[Begin]

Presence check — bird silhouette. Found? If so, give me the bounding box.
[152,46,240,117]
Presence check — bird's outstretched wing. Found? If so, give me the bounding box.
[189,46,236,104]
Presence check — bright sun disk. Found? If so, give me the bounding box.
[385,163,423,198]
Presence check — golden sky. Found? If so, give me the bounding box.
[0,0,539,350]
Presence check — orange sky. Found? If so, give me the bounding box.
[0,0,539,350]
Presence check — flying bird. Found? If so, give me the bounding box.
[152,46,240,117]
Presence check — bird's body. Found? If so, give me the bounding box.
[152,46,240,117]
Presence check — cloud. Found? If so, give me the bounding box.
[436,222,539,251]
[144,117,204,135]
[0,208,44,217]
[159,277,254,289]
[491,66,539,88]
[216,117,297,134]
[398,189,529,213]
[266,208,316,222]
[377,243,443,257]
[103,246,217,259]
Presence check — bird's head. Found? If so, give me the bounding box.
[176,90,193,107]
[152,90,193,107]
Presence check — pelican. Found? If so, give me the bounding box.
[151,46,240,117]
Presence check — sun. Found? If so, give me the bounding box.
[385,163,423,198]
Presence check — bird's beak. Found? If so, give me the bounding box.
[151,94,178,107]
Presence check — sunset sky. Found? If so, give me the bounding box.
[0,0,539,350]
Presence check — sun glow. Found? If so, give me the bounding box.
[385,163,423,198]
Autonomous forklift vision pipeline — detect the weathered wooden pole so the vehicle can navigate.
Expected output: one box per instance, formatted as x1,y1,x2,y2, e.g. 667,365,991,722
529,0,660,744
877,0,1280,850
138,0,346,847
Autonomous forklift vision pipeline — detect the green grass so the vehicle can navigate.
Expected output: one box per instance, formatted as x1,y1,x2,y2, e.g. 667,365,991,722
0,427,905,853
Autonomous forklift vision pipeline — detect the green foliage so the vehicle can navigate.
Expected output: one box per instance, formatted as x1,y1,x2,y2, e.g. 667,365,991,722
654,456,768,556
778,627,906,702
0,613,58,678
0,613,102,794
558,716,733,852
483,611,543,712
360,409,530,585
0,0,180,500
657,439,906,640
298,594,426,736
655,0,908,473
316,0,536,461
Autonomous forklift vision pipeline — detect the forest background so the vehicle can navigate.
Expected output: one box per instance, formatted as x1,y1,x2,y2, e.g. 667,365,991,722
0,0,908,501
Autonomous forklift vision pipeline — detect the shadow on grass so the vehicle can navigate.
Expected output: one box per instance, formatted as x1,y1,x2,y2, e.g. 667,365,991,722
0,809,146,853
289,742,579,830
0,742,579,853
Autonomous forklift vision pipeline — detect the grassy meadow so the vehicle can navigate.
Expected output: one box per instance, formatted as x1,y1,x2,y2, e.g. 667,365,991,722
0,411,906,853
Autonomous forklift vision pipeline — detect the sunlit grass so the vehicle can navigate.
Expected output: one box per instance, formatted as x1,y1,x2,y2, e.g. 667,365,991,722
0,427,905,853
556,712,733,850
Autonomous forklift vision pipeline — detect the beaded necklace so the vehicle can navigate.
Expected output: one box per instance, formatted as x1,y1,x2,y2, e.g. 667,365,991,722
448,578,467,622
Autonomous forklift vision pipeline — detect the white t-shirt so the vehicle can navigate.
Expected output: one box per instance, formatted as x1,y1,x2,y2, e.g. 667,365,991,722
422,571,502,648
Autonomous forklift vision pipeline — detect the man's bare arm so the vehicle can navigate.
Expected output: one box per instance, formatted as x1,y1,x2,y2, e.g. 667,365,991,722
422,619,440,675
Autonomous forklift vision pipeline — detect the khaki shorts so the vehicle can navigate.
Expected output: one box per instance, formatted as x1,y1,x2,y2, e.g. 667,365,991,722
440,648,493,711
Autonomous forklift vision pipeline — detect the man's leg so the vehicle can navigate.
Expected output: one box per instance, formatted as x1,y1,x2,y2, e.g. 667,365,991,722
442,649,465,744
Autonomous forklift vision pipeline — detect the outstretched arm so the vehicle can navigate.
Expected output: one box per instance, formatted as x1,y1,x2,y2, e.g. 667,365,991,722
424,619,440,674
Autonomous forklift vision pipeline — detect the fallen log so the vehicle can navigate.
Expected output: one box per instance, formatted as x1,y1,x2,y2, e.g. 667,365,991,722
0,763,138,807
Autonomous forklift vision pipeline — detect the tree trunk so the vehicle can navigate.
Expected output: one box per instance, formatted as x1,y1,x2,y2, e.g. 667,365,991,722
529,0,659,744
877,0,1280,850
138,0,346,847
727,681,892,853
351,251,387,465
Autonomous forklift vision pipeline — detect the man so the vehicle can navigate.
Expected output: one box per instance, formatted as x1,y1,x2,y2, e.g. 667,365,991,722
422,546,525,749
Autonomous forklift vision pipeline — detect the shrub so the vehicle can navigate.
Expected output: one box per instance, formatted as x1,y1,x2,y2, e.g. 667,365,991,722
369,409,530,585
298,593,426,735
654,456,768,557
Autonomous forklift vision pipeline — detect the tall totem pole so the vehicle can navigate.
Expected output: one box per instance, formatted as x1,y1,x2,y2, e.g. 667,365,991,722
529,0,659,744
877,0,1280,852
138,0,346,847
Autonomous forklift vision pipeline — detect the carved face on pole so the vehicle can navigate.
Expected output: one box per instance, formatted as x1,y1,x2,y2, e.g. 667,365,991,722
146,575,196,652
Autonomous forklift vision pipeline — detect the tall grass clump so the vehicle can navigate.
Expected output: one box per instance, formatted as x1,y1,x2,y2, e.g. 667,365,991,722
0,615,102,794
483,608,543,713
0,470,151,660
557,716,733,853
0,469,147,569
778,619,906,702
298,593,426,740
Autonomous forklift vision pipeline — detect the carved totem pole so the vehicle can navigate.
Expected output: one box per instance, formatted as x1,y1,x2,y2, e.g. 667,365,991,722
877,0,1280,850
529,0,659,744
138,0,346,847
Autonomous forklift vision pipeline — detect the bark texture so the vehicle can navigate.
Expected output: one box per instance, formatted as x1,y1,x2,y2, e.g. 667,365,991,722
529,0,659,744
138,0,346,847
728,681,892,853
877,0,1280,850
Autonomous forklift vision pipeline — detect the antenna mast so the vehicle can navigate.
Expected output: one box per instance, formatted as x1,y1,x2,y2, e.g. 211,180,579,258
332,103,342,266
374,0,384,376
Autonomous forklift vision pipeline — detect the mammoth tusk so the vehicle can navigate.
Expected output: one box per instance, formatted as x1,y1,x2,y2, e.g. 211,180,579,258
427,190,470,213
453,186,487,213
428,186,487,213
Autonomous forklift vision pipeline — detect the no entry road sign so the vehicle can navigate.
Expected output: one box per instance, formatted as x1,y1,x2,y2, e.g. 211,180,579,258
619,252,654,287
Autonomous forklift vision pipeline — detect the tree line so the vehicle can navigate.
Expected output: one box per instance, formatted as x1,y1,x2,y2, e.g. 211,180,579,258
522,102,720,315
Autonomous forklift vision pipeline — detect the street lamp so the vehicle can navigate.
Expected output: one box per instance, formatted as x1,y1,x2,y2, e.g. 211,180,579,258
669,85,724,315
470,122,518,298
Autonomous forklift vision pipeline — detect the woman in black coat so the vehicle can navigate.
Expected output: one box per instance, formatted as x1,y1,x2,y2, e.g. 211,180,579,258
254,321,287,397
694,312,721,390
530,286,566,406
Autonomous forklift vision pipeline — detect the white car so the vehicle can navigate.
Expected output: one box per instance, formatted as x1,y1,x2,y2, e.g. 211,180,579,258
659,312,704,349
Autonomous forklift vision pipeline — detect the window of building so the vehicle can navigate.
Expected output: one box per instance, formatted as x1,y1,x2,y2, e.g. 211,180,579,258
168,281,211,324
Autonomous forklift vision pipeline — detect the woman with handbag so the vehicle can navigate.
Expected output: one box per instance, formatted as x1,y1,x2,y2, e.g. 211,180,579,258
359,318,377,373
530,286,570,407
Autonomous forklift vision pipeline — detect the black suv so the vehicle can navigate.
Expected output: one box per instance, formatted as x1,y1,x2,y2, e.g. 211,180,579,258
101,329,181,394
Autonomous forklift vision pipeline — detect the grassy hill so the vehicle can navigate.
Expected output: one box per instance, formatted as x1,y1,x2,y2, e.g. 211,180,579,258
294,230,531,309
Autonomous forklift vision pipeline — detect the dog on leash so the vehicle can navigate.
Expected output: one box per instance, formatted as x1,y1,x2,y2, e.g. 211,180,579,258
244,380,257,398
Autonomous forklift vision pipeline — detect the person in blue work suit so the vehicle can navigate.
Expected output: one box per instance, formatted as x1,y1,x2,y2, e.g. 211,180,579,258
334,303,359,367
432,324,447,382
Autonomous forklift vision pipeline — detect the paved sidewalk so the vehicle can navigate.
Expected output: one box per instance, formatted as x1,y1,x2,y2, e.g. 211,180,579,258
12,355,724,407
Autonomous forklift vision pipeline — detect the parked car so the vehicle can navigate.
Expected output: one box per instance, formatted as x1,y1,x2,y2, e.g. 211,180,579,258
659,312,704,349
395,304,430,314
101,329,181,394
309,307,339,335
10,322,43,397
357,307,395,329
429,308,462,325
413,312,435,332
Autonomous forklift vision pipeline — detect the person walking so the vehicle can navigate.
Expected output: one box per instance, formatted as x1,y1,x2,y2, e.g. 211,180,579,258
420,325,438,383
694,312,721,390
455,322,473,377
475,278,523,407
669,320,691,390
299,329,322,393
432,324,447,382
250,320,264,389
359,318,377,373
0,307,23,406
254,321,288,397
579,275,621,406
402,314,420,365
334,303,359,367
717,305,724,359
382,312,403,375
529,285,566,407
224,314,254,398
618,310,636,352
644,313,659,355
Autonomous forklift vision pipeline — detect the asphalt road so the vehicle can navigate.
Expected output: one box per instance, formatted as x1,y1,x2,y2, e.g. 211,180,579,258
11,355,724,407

[End]

Exercise instructions: Reproduce, word for word, only the lines from the one that contains "Autonomous forklift vision pipeline — detect the person in" through the final line.

Task answer:
Autonomous forklift vision pipeline — detect the person in blue work suit so the vehicle can navigate.
Expected output: one box per instance, formatted as x1,y1,x2,y2, e.g. 211,180,579,258
334,303,359,367
432,324,447,382
Autonomous forklift vision pipeline — detect the paved sidewalk so the vehicle can navigate.
Expected output: one box per instance, formatted as x1,y1,x2,y2, e.g. 211,180,579,258
12,355,724,407
Autonomous forklift vision pipeline — detect the parked car so the vehicle can navigate.
Expected output: one box per instance, formatted as x1,y1,x2,y2, e.g. 211,180,579,258
659,312,704,349
395,304,430,314
101,329,181,394
309,307,339,335
10,322,43,397
357,307,395,329
429,308,462,325
413,312,435,332
Autonomous forklift vision pipeline — detect the person walking so the vehicle can navigate.
Expected output: one box per instance, formatted as x1,y1,x2,y2, e.g. 211,180,579,258
420,325,438,383
694,312,721,390
455,322,473,377
475,278,523,407
669,320,691,390
299,329,322,393
432,324,447,382
250,320,264,389
359,318,377,373
0,307,23,406
254,321,288,397
579,275,621,406
402,314,420,365
334,303,359,367
717,305,724,359
382,312,403,375
529,285,566,407
224,314,254,398
618,310,636,352
644,313,659,355
Autonomous forklift vision pipeline — detect the asphalt road so the vehicle can navigate.
Expected output: one box per instance, formatted as x1,y1,x2,y2, e.g. 211,180,579,258
11,355,724,407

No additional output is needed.